TASK STATEMENT: Copy the part of the malaria model article below that runs from "The model shows" up to and including "other uninfected people.", word for word.

DOCUMENT SECTION:
Portuguese scientists create Malaria mathematical model

PORTUGUESE SCIENTISTS have shown that it is possible to eliminate Malaria from regions where the disease is endemic.

A mathematical model has demonstrated for the first time that the disease, which kills two million people a year and infects up to 500 million, can be eradicated.

The model has been developed by scientists at the Gulbenkian Institute of Science (IGC) in Oeiras in conjunction with British colleagues in Kenya.

The mathematical model and its results published in the science magazine PlusOne studied malaria transmission in sub-Saharan Africa. The model takes into account the importance of hidden Malaria cases – when patients become infected but remain asymptomatic. In such cases, the infected patients develop a successful immune response to the parasite and act as carriers.

The model shows that these ‘carriers’ are important to the overall development of Malaria because they can spread the disease to other uninfected people.

The Malaria mosquito, anopheles, even though it may itself be uninfected, can bite these infected people and then transmit the parasite to uninfected people.

Asymptomatic patients can carry the parasite in the blood and remain infectious for up to six months before the body’s immune system fully eradicates it.

EXCERPTED RECORDS:

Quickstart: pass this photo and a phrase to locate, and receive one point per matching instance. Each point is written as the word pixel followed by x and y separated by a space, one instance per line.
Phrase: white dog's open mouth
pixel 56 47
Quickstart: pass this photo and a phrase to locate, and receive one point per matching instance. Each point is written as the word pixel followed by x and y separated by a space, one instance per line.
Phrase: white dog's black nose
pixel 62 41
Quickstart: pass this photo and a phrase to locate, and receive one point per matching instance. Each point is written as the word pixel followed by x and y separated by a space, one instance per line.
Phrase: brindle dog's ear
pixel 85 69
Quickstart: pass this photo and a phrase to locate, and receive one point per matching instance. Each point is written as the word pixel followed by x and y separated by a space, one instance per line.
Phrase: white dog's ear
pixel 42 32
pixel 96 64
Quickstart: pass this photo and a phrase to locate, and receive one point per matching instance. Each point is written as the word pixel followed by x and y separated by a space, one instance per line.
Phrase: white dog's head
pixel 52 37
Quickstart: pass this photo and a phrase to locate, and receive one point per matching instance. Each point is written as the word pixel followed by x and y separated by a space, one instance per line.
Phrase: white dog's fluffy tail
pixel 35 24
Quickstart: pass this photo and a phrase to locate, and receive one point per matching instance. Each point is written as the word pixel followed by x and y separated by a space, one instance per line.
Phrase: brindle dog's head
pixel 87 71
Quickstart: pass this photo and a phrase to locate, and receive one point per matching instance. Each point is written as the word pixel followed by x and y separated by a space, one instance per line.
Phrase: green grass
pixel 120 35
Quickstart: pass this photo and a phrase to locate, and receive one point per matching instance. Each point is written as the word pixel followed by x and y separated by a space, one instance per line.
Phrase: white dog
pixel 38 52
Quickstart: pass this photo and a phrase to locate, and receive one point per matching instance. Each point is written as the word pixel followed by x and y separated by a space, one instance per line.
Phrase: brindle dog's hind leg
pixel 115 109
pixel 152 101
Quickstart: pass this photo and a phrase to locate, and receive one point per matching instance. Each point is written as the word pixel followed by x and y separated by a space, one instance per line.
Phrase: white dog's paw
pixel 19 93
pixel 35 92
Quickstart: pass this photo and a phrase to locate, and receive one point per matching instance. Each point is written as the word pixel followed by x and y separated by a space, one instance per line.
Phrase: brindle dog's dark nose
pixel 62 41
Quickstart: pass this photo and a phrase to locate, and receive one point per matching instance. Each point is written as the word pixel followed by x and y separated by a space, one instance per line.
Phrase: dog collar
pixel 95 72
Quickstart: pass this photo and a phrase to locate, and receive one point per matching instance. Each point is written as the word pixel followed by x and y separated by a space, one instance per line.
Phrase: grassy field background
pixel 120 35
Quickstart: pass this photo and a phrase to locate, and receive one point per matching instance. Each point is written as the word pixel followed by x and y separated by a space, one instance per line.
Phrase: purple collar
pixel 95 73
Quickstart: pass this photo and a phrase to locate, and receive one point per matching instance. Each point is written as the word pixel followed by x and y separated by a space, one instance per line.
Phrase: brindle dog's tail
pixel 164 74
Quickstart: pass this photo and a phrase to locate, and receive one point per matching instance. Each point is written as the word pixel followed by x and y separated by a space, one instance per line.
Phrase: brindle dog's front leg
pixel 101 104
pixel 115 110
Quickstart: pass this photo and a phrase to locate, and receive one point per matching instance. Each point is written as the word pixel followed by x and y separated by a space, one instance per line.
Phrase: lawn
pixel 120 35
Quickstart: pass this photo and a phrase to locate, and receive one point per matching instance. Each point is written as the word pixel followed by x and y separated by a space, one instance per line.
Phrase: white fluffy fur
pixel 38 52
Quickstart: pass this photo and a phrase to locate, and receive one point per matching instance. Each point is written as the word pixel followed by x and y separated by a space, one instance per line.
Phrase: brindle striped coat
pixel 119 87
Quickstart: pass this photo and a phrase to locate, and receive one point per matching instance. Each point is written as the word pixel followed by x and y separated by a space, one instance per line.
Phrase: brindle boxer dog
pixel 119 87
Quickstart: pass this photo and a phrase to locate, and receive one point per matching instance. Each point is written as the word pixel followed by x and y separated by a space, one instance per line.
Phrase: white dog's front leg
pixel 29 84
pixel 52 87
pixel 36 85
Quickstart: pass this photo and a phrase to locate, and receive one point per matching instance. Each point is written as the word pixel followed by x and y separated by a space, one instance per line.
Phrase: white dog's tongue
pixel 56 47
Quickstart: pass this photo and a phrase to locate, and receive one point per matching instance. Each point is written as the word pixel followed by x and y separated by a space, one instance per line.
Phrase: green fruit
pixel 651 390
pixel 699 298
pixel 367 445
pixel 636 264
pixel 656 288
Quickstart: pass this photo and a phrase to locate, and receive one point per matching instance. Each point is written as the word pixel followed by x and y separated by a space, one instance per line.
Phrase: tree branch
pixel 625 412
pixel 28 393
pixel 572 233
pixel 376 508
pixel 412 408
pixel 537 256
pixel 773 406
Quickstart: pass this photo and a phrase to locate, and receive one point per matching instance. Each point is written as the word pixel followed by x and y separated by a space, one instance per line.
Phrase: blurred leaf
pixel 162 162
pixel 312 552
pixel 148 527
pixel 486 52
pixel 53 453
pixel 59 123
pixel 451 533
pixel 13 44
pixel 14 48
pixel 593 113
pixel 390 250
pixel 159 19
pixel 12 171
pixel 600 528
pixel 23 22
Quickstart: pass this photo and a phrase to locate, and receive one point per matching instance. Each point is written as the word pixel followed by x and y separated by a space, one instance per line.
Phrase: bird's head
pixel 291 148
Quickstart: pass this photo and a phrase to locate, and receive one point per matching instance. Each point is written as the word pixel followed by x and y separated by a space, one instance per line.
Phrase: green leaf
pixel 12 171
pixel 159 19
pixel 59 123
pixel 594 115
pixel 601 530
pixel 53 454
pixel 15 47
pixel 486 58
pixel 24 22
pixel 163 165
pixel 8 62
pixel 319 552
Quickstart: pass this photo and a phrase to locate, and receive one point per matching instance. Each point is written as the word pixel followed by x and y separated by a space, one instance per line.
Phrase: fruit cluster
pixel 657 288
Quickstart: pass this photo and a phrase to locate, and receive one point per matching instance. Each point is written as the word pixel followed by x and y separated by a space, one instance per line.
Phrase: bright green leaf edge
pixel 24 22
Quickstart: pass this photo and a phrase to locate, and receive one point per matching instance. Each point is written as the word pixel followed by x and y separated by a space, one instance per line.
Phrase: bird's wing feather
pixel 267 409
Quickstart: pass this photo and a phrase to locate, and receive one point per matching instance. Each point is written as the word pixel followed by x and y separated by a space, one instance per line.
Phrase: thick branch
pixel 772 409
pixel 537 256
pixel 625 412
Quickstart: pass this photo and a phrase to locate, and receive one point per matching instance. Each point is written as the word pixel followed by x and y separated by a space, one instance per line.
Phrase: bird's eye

OUTPUT FOR THIS TASK:
The model shows that these ‘carriers’ are important to the overall development of Malaria because they can spread the disease to other uninfected people.